- **The problem**
Copy all of the lines in the material below word for word, with nothing changed.

(Region labeling material)
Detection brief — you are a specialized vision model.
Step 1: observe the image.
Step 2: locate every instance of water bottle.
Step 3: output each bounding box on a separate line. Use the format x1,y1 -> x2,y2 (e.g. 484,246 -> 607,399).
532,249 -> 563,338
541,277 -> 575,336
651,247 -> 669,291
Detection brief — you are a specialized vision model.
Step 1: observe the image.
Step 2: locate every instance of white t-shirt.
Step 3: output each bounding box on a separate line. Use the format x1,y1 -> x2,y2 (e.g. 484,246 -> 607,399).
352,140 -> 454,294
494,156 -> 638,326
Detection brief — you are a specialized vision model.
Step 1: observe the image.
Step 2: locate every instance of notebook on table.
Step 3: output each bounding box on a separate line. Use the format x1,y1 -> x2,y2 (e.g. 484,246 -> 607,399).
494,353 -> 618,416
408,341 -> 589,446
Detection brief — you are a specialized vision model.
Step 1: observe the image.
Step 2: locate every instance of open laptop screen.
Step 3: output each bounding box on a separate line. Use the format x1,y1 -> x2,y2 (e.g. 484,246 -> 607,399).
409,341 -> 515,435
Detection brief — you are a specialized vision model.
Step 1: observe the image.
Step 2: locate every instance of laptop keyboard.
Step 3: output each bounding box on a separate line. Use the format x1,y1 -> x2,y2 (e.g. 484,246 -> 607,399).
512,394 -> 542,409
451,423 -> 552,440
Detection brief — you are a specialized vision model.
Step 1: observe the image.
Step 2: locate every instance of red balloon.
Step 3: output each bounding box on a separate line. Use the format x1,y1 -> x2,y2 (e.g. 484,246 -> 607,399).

- **Final answer**
Detection brief — you are a specialized vision model.
Step 1: observe the image.
Step 2: locate every instance of water bottle.
Step 3: output each bounding box on a separate line. Use the format x1,y1 -> x2,y2 (e.g. 484,246 -> 607,399).
532,249 -> 563,338
541,277 -> 575,336
651,247 -> 669,291
Detection brief — you are a specialized vision model.
Step 1: observe the image.
Step 2: locate every instance of white t-shirt.
Step 3: output each bounding box on a separate line. Use the format x1,y1 -> x2,y2 (e.g. 484,246 -> 607,399).
352,140 -> 454,294
494,156 -> 638,326
Detection brief — you are a specialized vision model.
Step 1: observe the image.
Step 2: locate every instance of notebook on table.
Step 3: output each bounding box on a separate line. Use the format x1,y1 -> x2,y2 (e.g. 484,246 -> 607,399).
494,353 -> 618,416
408,341 -> 589,446
Detection brief — you are a specialized vision model.
Step 1: observe the image.
Step 2: locate every instance of open laptop screen.
Step 3: output each bounding box on a separate line. Use the format x1,y1 -> x2,y2 (e.g. 484,246 -> 607,399).
409,341 -> 515,435
Detection brief — you are a specialized vision model.
Step 1: observe the image.
Step 2: locate every instance of laptop keyboard.
Step 3: output each bounding box on a separate line. Use the format x1,y1 -> x2,y2 (e.g. 484,246 -> 607,399).
512,394 -> 542,409
451,423 -> 552,440
Detection brief — you are a specialized vision model.
Step 1: observe the image.
Step 2: locate every instance of red balloon.
Step 3: output each bounding box on a separate line. Use the format x1,y1 -> x2,y2 (e.g. 484,246 -> 607,399).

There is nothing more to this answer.